# Instructions to follow:
Render the data below as a two-column CSV with a header row of input and output. Put each text and its complete answer together on one row, with each value in a single quoted field and line breaks replaced by spaces.

# Supplied entries:

=======

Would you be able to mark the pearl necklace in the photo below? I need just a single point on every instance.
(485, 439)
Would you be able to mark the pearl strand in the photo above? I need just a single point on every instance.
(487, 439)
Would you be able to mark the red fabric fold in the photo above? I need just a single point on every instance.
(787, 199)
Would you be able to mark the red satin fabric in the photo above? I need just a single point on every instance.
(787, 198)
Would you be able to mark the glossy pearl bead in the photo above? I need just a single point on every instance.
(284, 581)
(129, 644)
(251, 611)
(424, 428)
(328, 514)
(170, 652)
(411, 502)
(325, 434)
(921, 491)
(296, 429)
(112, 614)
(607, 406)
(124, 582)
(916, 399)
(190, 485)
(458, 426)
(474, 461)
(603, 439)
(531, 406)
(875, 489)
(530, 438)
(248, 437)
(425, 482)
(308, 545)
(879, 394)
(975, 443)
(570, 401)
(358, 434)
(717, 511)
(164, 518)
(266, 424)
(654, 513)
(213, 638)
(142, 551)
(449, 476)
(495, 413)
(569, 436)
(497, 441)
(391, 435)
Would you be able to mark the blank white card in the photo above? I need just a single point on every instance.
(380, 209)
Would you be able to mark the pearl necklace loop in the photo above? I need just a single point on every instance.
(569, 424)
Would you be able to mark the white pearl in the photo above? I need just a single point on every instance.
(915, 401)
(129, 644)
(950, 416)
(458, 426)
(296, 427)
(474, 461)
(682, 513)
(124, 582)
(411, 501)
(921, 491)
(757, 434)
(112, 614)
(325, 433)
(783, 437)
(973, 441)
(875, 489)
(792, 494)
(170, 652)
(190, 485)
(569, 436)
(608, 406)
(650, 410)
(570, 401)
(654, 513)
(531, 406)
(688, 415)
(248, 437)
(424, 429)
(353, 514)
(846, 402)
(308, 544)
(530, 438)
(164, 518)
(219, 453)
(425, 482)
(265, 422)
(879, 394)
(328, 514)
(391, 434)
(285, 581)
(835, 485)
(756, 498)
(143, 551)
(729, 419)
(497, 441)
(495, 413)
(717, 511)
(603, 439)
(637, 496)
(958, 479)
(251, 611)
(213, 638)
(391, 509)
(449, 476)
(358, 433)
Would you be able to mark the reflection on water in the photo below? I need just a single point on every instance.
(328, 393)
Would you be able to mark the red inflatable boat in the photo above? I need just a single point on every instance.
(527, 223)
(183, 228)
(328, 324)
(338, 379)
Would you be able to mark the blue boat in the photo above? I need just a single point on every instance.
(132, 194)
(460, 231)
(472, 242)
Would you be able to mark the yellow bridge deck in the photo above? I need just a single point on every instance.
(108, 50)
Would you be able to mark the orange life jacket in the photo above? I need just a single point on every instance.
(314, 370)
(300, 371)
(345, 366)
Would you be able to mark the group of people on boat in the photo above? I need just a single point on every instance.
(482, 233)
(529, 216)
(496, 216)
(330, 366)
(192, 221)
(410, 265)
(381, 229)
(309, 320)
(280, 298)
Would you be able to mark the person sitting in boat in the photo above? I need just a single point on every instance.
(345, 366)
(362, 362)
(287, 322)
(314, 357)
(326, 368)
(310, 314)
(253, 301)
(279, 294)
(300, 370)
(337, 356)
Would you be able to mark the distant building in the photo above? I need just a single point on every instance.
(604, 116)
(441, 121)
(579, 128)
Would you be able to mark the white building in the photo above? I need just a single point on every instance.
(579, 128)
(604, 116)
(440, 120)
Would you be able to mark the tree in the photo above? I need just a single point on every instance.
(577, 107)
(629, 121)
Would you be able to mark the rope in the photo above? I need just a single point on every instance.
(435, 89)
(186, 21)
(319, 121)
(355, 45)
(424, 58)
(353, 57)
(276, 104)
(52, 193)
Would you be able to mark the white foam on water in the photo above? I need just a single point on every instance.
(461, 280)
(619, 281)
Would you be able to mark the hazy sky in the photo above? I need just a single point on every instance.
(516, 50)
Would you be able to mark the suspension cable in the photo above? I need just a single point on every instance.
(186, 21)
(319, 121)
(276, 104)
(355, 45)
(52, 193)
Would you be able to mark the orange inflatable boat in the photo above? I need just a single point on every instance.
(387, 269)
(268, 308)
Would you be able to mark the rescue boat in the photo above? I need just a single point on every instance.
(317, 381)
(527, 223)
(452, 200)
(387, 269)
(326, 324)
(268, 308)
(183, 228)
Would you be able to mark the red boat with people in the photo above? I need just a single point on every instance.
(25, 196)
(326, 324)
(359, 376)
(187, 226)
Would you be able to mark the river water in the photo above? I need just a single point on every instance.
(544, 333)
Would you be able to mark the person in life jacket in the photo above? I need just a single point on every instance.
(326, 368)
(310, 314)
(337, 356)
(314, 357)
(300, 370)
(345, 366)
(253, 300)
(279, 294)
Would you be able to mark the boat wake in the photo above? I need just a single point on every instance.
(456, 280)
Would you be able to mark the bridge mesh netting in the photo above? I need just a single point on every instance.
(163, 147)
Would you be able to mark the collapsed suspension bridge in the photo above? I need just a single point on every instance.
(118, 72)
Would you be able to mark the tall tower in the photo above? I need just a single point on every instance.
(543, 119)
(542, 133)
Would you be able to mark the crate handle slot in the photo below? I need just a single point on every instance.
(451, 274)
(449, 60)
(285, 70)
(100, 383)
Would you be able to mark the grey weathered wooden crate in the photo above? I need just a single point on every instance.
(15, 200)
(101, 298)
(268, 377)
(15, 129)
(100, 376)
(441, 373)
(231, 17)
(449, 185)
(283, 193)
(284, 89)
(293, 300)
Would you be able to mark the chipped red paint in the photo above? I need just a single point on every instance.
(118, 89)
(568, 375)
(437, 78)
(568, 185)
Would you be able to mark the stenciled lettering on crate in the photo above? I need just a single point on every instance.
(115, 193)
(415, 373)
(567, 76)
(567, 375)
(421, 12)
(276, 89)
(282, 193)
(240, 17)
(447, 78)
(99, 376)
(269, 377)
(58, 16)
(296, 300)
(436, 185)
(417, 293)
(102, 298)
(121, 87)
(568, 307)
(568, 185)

=======

# Correct response:
input,output
"Would you be able to mark the pearl necklace in the photo below? I need just a single point on every instance.","(485, 439)"
"Would you be able to mark the pearl strand in the photo above? I need just a single point on every instance.","(487, 439)"
"Would you be able to mark the red fabric fold in the photo above? I need just a single point on every instance.","(787, 199)"
"Would you be able to mark the red satin fabric in the photo above? I need just a single point on every instance.","(787, 198)"
"Would you be able to mark the glossy pearl bead in the photo above? I need just a single point on every instance.","(284, 581) (129, 644) (251, 611) (424, 428) (328, 514) (170, 652) (411, 502) (325, 434) (921, 491) (296, 429) (112, 614) (607, 406) (124, 582) (916, 399) (190, 485) (458, 426) (474, 461) (603, 439) (531, 406) (875, 489) (530, 438) (248, 437) (425, 482) (308, 545) (879, 394) (975, 443) (570, 401) (358, 434) (717, 511) (164, 518) (266, 424) (654, 513) (213, 638) (142, 551) (449, 476) (495, 413) (569, 436) (497, 441) (391, 435)"
"Would you be able to mark the blank white card in the photo above? I need just a single point on every instance.","(380, 209)"
"Would you be able to mark the pearl necklace loop in the photo above? I need just a single point on every instance.","(569, 424)"
"Would you be able to mark the white pearl in the photo above? I need just a single point on every instance.","(915, 401) (129, 644) (950, 416) (458, 426) (296, 427) (474, 461) (682, 513) (124, 582) (411, 501) (921, 491) (757, 434) (112, 614) (325, 433) (783, 437) (973, 441) (875, 489) (792, 494) (170, 652) (190, 485) (569, 436) (608, 406) (650, 410) (570, 401) (654, 513) (531, 406) (688, 415) (248, 437) (424, 429) (353, 514) (846, 402) (308, 544) (530, 438) (164, 518) (219, 453) (425, 482) (265, 422) (879, 394) (328, 514) (391, 434) (285, 581) (835, 485) (756, 498) (143, 551) (729, 419) (497, 441) (495, 413) (717, 511) (603, 439) (637, 496) (958, 479) (251, 611) (213, 638) (391, 509) (449, 476) (358, 433)"
"Would you be able to mark the reflection on water in the photo below? I need just a single point on every instance.","(328, 393)"
"Would you be able to mark the red inflatable boat in the photo above? I need just a single point on every instance.","(527, 223) (183, 228) (328, 324) (338, 379)"
"Would you be able to mark the blue boat in the photo above? I need just a single point on every instance.","(132, 194) (460, 231) (472, 242)"
"Would you be able to mark the yellow bridge deck in the photo above? I need just a single point on every instance.","(108, 50)"
"Would you be able to mark the orange life jacket in the photo above? I need just a single point on every instance.","(314, 370) (300, 371) (345, 366)"
"Would you be able to mark the group of people on boat in the photo above? I need just a single point on every instance.","(482, 233) (529, 216) (496, 216) (330, 366) (192, 221) (410, 265) (381, 229) (309, 320) (280, 298)"
"Would you be able to mark the person sitting in boat in the photo above? I need just a single point on every instance.","(345, 366) (362, 362) (287, 322) (314, 357) (326, 368) (310, 314) (253, 301) (279, 294) (300, 370) (337, 356)"
"Would you be able to mark the distant building in the photo above? I need just a single point on every instance.","(604, 116) (441, 121) (579, 128)"
"Would you be able to mark the white building in the photo above? I need just a single point on every instance.","(579, 128) (604, 116) (440, 120)"
"Would you be able to mark the tree in the photo above? I need just a single point on every instance.","(577, 107) (629, 121)"
"Would you be able to mark the rope in the photo above? I need just a single point on every instance.","(435, 89) (186, 21) (319, 121) (355, 45) (424, 58) (353, 57) (276, 104) (52, 193)"
"Would you be able to mark the white foam on water in the photo above? I need just a single point on every instance.","(461, 280) (619, 281)"
"Would you be able to mark the hazy sky in the photo above? I need just a single point on every instance.","(516, 50)"
"Would you be able to mark the suspension cable in the photo above? I need just a single point on every instance.","(186, 21) (319, 121) (276, 104) (355, 45) (52, 193)"
"Would you be able to mark the orange inflatable boat in the photo above? I need just a single point on every instance.","(387, 269) (268, 308)"
"Would you be able to mark the rescue boat in the photo above? I need just a single point on every instance.","(317, 381) (527, 223) (452, 200) (387, 269) (326, 324) (268, 308) (183, 228)"
"Would you be able to mark the red boat with people in the photo above? I need just a single point on every instance.","(25, 196) (326, 324) (359, 376) (187, 226)"
"Would you be able to mark the river water in the photo above? I need just a single point on every instance.","(544, 333)"
"Would you be able to mark the person in life jacket in the photo above? I need just a single point on every instance.","(326, 368) (310, 314) (337, 356) (314, 357) (300, 370) (345, 366) (253, 300) (279, 294)"
"Would you be able to mark the boat wake in the photo above? I need just a single point on every instance.","(456, 280)"
"Would you be able to mark the bridge mesh netting in the photo above? I need just a single point on every instance.","(163, 147)"
"Would you be able to mark the collapsed suspension bridge in the photo above? I need just a single point on every instance.","(118, 72)"
"Would you be able to mark the tall tower in the photo above? I need just a single point on every instance.","(543, 119) (542, 133)"
"Would you be able to mark the crate handle slot in the photo below? I need just a single point on every instance.","(451, 274) (449, 60) (285, 70) (100, 383)"
"Would you be able to mark the grey weathered wooden crate in the photo above? I need just a single point on every instance.","(15, 200) (101, 298) (268, 377) (15, 129) (100, 376) (441, 373) (231, 17) (449, 185) (283, 193) (284, 89) (293, 300)"
"Would you be able to mark the chipped red paint in the photo above? I need just a single point on every instance.","(118, 89) (568, 375) (437, 78) (568, 185)"
"Would you be able to mark the stenciled lettering on crate in the photo above? I need just a single point on every instance.","(115, 193) (415, 373) (567, 76) (567, 375) (421, 12) (276, 89) (282, 193) (240, 17) (447, 78) (99, 376) (269, 377) (58, 16) (296, 300) (436, 185) (417, 293) (102, 298) (121, 87) (568, 307) (568, 185)"